● **ВЫБРАННЫЙ ОТРЫВОК**
========

Предисловие отличается от манифеста буквально по всем параметрам. Первое предисловие было написано почти одновременно с последним манифестом, в 1995 году, и было приурочено к каннской премьере «Рассекая волны». В тексте рассказывается о замысле фильма («Я давно хотел снять фильм о "добре"»), а также о воплощении замысла в сюжете картины. Разбираются характеры персонажей, их намерения и результаты их действий. Может показаться, что режиссер пытается навязать зрителю собственную трактовку показанных на экране событий, но это не так: в предисловии больше безответных вопросов, чем безапелляционных утверждений, а не в меру оптимистичное последнее предложение служит парафразом загадочного (и от этого становящегося лишь туманнее) финала картины: «Но "добро" обязательно будет вознаграждено... так или иначе!»
В предисловии фон Триер обращался напрямую к зрителям: разобравшись с самим собой и коллегами-режиссерами, он перешел к публике. Предуведомление обманывало внимание зрителя, усыпляло его, чтобы чувствительнее стал нанесенный фильмом удар. В картине, следуя за «Словом» К.Т. Дрейера, режиссер долго подводит стороннего наблюдателя к уверенности в неправоте главной героини, доводя его до добровольной идентификации с симптичными мучителями Бесс. И все лишь для того, чтобы в конце концов заставить его признать свою ошибку и понять, что Бесс выбрала единственно возможный путь к излечению возлюбленного. Здесь скрывается не только концептуальный спор с «реалистами» в пользу мистически-сказочных представлений о бесконечной доброте, преодолевающей любые препятствия; фон Триер изобретает собственные механизмы для воздействия на публику, ее вовлечения — не только эмоционального, но и полемического — в интригу картины. Другими словами, реализует собственный тезис из «исповедального» манифеста 1990 года о капле пота или слезе. Уж где-где, а на «Рассекая волны» слез было пролито достаточно.

========

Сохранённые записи
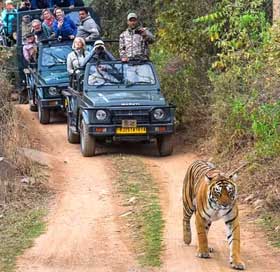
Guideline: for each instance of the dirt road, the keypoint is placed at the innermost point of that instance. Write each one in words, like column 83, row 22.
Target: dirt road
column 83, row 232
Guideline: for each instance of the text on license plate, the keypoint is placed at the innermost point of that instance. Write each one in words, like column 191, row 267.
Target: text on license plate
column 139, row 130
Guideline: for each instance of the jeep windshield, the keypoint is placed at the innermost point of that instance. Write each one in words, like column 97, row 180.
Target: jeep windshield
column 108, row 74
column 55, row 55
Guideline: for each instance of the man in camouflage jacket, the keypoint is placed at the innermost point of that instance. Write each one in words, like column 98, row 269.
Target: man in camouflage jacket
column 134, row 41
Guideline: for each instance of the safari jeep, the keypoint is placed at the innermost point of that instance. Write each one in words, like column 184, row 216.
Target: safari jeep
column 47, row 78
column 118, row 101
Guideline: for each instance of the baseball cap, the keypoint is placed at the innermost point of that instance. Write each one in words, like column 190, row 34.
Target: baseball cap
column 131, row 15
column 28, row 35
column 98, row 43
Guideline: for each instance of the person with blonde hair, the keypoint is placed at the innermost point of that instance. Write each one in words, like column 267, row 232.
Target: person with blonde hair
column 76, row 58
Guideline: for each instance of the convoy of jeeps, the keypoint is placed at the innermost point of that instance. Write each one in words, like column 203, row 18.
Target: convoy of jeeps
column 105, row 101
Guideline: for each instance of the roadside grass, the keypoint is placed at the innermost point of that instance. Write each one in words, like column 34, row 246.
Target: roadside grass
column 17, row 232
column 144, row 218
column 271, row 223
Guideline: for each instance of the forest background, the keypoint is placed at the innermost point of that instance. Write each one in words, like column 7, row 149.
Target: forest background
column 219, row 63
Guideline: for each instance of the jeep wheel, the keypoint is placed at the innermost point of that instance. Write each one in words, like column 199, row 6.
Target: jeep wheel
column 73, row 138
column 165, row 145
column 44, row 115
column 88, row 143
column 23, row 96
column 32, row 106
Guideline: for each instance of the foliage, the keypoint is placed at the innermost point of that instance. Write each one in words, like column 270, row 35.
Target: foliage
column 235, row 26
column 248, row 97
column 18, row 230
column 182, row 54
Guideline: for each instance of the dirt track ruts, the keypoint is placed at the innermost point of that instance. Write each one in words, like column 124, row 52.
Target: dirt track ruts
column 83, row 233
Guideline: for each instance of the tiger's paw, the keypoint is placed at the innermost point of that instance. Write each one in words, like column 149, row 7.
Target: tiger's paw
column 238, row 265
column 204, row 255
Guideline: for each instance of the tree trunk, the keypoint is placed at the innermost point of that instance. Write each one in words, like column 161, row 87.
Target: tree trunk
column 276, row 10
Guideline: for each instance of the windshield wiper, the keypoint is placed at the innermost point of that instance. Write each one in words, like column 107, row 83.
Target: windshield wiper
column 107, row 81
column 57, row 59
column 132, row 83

========

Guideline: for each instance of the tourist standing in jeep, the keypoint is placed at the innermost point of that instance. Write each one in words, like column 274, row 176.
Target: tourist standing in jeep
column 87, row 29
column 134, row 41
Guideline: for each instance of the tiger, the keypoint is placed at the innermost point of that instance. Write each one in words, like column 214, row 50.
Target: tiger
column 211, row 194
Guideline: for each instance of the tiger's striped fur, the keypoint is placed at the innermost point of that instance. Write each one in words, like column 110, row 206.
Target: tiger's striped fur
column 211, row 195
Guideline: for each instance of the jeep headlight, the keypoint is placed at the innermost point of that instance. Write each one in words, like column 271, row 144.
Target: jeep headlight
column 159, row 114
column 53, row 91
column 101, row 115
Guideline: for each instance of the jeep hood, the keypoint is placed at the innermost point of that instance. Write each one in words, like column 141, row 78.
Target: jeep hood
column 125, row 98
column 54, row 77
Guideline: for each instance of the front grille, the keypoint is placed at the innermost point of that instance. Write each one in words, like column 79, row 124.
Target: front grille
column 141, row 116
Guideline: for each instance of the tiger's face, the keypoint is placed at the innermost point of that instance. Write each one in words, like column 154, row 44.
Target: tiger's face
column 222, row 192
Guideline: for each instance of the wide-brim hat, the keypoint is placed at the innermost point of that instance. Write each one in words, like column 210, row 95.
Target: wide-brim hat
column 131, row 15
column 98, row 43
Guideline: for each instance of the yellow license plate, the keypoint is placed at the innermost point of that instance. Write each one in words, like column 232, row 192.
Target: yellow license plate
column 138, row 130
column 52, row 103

========

● **ЗАДАНИЕ**
К какому событию, судя по отрывку, было приурочено первое предисловие фон Триера? Для ответа берите сведения только из отрывка.

● **ОЖИДАЕМЫЙ ОТВЕТ**
К каннской премьере фильма «Рассекая волны».